■ **Article**

#####

Tear Jerker / Aladdin

The Disney film


  • Jafar has been beaten, the Genie has been freed, everything's okay, right?
    Genie: Oh does that feel good! I'm free! Free at last! I'm hitting the road! I'm off to see the world! I—
    Aladdin: Genie... I'm really gonna miss you.
    Genie: [with tears in his eyes] Me too, Al. No matter what anybody says, you'll always be a prince to me.
  • After her escape plan has spectacularly failed, Jasmine weeps in her garden, believing that she's the one responsible for the execution of the boy who saved her life in the marketplace. Rajah comes over to comfort her, and she says, "I didn't even know his name!" Think for a moment about how this feels for her: making a deep connection with a stranger, then losing him in the same day and believing that it's all her fault.
  • Even though it wasn't technically in the movie (although used in the Screen-to-Stage Adaptation), the song "Proud of Your Boy" is extremely poignant. Especially when you hear the story behind it. Just... watch the video.
    • It's also chock full of heartbreaking Heroic Self-Deprecation, that really sounds like it's coming from someone with low self-esteem.
      So say I'm slow for my age, a late bloomer,
      Okay, I agree!
      That I've been one rotten kid.
      You'll see, mom, now comes the better part!
      Someone's gonna make good, cross his stupid heart!
      I'll do my best, what else can I do?
      Since I wasn't born perfect, like dad or you...
      • A heartbreaking Fridge Tear Jerker in the history of the song? This was one of the last songs Howard Ashman wrote before his death...and his mother outlived him. Looking at it as an apology for dying before her makes the song even sadder.
    • Even worse in the musical when the audience learns that his mother is dead.

#####

■ **Provided records**
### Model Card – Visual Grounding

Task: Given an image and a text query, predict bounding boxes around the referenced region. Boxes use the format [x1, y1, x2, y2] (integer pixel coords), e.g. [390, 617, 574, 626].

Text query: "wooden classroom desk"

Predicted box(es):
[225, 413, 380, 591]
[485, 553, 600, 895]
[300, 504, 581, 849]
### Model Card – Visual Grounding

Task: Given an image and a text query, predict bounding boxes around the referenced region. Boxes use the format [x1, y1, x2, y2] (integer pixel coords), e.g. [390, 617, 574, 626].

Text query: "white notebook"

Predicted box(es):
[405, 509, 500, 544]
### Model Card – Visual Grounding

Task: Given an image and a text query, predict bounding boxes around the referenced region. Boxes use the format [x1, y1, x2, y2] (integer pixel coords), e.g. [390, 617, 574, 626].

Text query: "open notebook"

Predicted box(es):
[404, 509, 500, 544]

#####

■ **Prompt 1**
In the Aladdin article, rewrite the part that opens with the words containing "So say I'm slow" and closes with "else can I do?", putting "slow starter" in place of "late bloomer".
■ **Prompt 2**
Output the entire listing that comes after the Aladdin article above, reproducing every line of it unchanged.

■ **Answer 1**
So say I'm slow for my age, a slow starter,
      Okay, I agree!
      That I've been one rotten kid.
      You'll see, mom, now comes the better part!
      Someone's gonna make good, cross his stupid heart!
      I'll do my best, what else can I do?

■ **Answer 2**
### Model Card – Visual Grounding

Task: Given an image and a text query, predict bounding boxes around the referenced region. Boxes use the format [x1, y1, x2, y2] (integer pixel coords), e.g. [390, 617, 574, 626].

Text query: "wooden classroom desk"

Predicted box(es):
[225, 413, 380, 591]
[485, 553, 600, 895]
[300, 504, 581, 849]
### Model Card – Visual Grounding

Task: Given an image and a text query, predict bounding boxes around the referenced region. Boxes use the format [x1, y1, x2, y2] (integer pixel coords), e.g. [390, 617, 574, 626].

Text query: "white notebook"

Predicted box(es):
[405, 509, 500, 544]
### Model Card – Visual Grounding

Task: Given an image and a text query, predict bounding boxes around the referenced region. Boxes use the format [x1, y1, x2, y2] (integer pixel coords), e.g. [390, 617, 574, 626].

Text query: "open notebook"

Predicted box(es):
[404, 509, 500, 544]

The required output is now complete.